Problem 1 | Translate into Spanish the following sentence from the passage on knee osteochondral defects: "Certainly, for small focal deep osteochondral areas of damage, a cancellous ABG is a very reasonable first-choice treatment."
Problem 2 | Continue the passage on knee osteochondral defects, picking up after its final sentence.
===== Source extract
Treatment of Deep Osteochondritis Dissecans Lesions, Avascular Necrosis, and Osteochondral Defects of the Knee Using Autologous Bone Grafting


Introduction

The management of an osteochondral defect in the knee is one of the most difficult conditions for the orthopedist. Although a fresh osteochondral allograft seems to be the treatment of choice for this condition, allografts are not without their own problems. A size match may be difficult to obtain and only available in certain parts of the world and resorption and collapse of the allograft are a possibility in the first 2 years after transplantation in approximately 25%–30% of cases. For these reasons, if an osteochondral defect is well contained, my preferred treatment is for the use of autologous bone graft (ABG) or ABG plus cells, i.e., matrix-induced autologous chondrocyte implantation (MACI) sandwich technique. In parts of the world where MACI is not available, ABG alone may be highly effective but not as durable. Certainly, for small focal deep osteochondral areas of damage, a cancellous ABG is a very reasonable first-choice treatment. I reserve the use of a fresh osteochondral allograft for a defect that is peripherally uncontained and not suitable for autologous bone grafting or a failed cartilage surgery such as a failed ACI procedure.

Osteochondritis Dissecans

Osteochondritis dissecans (OCD) has undergone many treatment strategies from surgical excision as advocated more than 150 years ago to osteochondral autogenous transplants (OATS).
==========
===== Provided records
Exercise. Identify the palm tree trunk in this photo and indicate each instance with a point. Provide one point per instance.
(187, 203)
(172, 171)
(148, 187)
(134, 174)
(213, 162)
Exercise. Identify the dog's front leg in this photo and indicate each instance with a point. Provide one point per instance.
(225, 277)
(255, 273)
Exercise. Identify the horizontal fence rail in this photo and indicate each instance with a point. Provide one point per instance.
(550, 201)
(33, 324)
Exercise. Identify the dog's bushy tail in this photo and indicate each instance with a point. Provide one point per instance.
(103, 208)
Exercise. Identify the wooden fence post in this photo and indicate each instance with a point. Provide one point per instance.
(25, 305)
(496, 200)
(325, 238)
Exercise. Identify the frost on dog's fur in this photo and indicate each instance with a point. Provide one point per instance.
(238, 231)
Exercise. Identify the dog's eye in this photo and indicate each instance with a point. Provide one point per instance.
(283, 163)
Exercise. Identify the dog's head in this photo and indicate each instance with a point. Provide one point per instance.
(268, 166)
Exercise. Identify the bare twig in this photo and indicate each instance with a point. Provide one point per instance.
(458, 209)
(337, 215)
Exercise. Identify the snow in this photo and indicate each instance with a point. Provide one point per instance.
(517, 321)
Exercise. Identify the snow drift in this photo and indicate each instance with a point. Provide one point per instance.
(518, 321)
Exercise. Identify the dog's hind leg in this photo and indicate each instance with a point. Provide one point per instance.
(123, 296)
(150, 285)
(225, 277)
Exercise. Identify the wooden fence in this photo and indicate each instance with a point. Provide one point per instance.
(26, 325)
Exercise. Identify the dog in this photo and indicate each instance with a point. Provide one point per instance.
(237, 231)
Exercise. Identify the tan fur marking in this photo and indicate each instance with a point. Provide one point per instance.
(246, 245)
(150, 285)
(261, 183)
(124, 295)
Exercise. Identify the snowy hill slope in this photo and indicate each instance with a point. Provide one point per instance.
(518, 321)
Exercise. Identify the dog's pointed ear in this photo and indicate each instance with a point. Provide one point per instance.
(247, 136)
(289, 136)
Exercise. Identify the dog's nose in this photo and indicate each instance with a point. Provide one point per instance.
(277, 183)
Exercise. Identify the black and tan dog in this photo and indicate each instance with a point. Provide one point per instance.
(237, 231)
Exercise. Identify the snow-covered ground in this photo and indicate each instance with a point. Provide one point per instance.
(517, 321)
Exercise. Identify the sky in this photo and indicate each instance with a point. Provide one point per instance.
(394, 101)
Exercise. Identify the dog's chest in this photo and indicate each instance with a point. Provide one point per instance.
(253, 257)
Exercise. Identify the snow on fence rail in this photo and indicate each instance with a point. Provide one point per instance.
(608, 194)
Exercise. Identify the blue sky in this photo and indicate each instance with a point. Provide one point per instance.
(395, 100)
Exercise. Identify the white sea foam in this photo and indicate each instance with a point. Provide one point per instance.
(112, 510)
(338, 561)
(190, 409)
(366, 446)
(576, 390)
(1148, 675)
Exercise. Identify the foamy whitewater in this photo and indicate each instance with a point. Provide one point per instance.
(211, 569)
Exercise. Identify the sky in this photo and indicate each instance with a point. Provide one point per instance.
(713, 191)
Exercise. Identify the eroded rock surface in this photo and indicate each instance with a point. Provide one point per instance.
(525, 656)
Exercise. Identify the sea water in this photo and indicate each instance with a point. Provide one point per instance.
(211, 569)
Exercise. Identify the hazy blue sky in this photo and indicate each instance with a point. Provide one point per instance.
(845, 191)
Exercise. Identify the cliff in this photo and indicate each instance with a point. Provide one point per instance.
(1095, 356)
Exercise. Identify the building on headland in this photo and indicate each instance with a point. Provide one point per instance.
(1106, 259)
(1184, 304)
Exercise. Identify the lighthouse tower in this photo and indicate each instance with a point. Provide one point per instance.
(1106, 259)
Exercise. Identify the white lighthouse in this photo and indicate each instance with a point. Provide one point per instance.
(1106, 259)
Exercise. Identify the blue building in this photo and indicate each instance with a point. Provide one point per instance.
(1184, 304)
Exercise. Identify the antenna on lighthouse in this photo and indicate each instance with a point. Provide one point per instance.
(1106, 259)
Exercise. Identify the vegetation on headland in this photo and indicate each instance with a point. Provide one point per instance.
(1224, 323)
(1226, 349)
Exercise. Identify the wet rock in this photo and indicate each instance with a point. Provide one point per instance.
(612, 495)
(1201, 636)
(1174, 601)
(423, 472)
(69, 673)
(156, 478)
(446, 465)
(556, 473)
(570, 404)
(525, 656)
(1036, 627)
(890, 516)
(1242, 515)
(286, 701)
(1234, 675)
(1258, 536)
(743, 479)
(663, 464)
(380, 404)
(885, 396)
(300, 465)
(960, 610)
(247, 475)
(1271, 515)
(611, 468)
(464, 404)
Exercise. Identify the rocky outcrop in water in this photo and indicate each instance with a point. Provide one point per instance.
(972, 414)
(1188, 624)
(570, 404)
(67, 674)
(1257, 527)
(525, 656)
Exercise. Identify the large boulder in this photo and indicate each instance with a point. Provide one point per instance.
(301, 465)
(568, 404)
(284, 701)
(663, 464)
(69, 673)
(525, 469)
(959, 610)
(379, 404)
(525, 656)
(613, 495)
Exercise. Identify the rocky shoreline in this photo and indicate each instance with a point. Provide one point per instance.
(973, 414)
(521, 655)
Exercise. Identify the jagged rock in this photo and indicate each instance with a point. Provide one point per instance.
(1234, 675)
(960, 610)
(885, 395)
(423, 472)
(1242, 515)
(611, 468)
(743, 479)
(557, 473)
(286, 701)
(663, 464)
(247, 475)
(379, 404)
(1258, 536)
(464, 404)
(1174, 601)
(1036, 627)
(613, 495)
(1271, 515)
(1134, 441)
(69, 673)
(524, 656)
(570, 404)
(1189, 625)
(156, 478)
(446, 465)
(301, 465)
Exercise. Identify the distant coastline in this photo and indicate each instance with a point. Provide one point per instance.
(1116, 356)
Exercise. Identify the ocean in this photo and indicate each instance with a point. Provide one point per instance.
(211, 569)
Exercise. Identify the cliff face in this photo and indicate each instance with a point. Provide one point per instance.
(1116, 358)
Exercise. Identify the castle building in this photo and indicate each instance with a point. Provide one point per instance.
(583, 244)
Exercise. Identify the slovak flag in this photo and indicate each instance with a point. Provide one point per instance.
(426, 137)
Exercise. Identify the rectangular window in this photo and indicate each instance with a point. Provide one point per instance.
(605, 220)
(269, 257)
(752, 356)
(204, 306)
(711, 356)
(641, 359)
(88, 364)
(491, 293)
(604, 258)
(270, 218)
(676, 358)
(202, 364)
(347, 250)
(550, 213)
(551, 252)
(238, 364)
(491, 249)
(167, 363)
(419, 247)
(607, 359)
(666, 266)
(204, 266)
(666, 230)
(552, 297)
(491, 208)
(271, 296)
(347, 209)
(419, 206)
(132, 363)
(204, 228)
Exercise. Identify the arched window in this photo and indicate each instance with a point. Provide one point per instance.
==========
Answer area 1 | Sin duda, para áreas de daño osteocondral pequeñas, focales y profundas, un ABG esponjoso es un tratamiento de primera elección muy razonable.

Answer area 2 |
The disease is rare under the age of 10 years and over the age of 50 years. The male-to-female ratio has been reported as 2:1 or 3:1 with bilateral involvement in up to 33%. The medial femoral condyle is affected approximately ¾ of the time with ¾ of the lesions affecting the lateral (intercondylar) portion of the medial femoral condyle. Kindreds with clear hereditary patterns have been documented as well as evidence to suggest no clear pattern of familial tendency.

Many etiologies have been proposed; repetitive microtrauma and impingement of the tibial spine, stress fractures with no identifying trauma, as well as a vascular insult. However, vascular studies of the end of the femur have demonstrated a rich vascular plexus to intramedullary cancellous bone, making this etiology unlikely, and histological evaluation of specimens removed at surgery have demonstrated viable bone and cartilage and not empty lacunae.